[PROBLEM REQUIREMENTS]: Copy out the listing below with each "metal" changed to "steel" and nothing else altered.
** begin RECORDS TO PROCESS **
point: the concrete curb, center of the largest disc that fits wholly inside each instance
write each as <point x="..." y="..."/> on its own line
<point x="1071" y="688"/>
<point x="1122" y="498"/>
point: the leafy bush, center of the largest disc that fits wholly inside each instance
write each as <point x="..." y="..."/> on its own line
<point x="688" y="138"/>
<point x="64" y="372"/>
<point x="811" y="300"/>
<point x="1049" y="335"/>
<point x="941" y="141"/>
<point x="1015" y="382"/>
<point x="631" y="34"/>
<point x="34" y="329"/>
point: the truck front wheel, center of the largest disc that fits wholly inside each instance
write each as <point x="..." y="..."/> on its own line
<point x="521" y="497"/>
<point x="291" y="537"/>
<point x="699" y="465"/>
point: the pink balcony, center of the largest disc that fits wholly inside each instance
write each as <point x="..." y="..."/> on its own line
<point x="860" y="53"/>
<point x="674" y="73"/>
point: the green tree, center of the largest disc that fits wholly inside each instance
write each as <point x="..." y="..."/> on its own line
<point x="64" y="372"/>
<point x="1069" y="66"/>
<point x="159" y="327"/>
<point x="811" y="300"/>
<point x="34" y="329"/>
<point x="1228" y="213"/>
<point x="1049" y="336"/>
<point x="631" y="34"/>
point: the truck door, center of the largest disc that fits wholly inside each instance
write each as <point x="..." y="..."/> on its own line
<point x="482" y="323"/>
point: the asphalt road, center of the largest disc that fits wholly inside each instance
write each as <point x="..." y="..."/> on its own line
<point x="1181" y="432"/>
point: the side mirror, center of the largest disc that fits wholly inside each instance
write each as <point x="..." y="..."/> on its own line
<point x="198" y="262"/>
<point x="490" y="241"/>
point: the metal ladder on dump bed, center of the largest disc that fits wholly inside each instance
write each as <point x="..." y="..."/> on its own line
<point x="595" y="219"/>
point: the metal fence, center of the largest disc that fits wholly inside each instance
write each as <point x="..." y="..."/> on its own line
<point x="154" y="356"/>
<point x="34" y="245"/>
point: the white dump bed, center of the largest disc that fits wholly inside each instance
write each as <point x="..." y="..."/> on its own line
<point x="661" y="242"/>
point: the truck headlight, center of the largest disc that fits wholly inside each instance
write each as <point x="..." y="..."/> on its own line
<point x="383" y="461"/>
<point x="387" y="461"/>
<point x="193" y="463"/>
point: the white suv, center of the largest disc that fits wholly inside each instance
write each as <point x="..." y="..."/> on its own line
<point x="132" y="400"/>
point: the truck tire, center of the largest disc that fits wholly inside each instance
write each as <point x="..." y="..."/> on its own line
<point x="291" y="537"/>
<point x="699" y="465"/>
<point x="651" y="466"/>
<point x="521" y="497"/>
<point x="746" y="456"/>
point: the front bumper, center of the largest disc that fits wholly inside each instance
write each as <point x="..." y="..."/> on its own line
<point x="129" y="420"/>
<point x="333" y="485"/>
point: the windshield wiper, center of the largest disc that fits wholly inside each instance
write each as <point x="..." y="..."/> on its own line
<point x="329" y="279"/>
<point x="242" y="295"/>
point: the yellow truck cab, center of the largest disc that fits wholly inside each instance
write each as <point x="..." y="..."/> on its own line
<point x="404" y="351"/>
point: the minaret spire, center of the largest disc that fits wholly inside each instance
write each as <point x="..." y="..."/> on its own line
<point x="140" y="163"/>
** end RECORDS TO PROCESS **
[TASK SOLUTION]:
point: the concrete curb, center of the largest disc that fits wholly inside each instance
write each as <point x="..." y="..."/> on its own line
<point x="1071" y="688"/>
<point x="1122" y="498"/>
point: the leafy bush, center of the largest disc that fits wholly inside each instance
write each as <point x="..." y="..."/> on its own line
<point x="688" y="138"/>
<point x="64" y="372"/>
<point x="811" y="300"/>
<point x="1049" y="335"/>
<point x="941" y="141"/>
<point x="1015" y="382"/>
<point x="631" y="34"/>
<point x="34" y="329"/>
point: the truck front wheel, center of the largest disc that fits wholly inside each instance
write each as <point x="..." y="..."/> on its own line
<point x="521" y="497"/>
<point x="291" y="537"/>
<point x="699" y="465"/>
point: the pink balcony, center of the largest disc that fits wholly inside each instance
write each as <point x="..." y="..."/> on its own line
<point x="860" y="53"/>
<point x="674" y="73"/>
point: the green tree, center of the largest disc that fits wholly inside each instance
write each as <point x="..." y="..."/> on its own line
<point x="64" y="372"/>
<point x="1069" y="66"/>
<point x="159" y="327"/>
<point x="811" y="300"/>
<point x="34" y="329"/>
<point x="1228" y="213"/>
<point x="1049" y="336"/>
<point x="631" y="34"/>
point: the truck door, center of the largest disc that fits wholly inside each instance
write each as <point x="..." y="..."/> on its own line
<point x="482" y="323"/>
point: the asphalt road, center of the largest disc that fits wholly inside each instance
write each as <point x="..." y="..."/> on its own line
<point x="1181" y="432"/>
point: the side mirror, center of the largest disc that fits wholly inside each instance
write each as <point x="..." y="..."/> on its own line
<point x="198" y="262"/>
<point x="490" y="241"/>
point: the steel ladder on dump bed, center of the largest disc that fits wholly inside each instance
write each as <point x="..." y="..."/> on its own line
<point x="595" y="219"/>
point: the steel fence, center of the largest disc that fits wholly inside each instance
write each as <point x="..." y="..."/> on its own line
<point x="154" y="356"/>
<point x="34" y="245"/>
point: the white dump bed, center of the largest disc that fits wholly inside each instance
write each as <point x="..." y="..."/> on its own line
<point x="661" y="242"/>
point: the truck headlight, center of the largest disc that fits wholly inside each instance
write each as <point x="..." y="..."/> on its own line
<point x="383" y="461"/>
<point x="387" y="461"/>
<point x="193" y="463"/>
point: the white suv, center of the largest disc that fits wholly inside each instance
write each as <point x="..." y="..."/> on its own line
<point x="132" y="400"/>
point: the truck tire, center of the largest disc that fits wholly inside each instance
write each as <point x="..." y="..."/> on its own line
<point x="291" y="537"/>
<point x="699" y="465"/>
<point x="651" y="466"/>
<point x="521" y="497"/>
<point x="746" y="456"/>
point: the front bumper, center of the largest disc that fits wholly inside each instance
write each as <point x="..." y="..."/> on its own line
<point x="129" y="420"/>
<point x="333" y="485"/>
point: the windshield wiper, center of the largest disc that fits wholly inside each instance
write each as <point x="..." y="..."/> on its own line
<point x="329" y="279"/>
<point x="242" y="295"/>
point: the yellow truck cab, center of the largest disc that fits wholly inside each instance
write each as <point x="..." y="..."/> on its own line
<point x="404" y="351"/>
point: the minaret spire, center of the largest disc that fits wholly inside each instance
write each as <point x="..." y="..."/> on its own line
<point x="140" y="163"/>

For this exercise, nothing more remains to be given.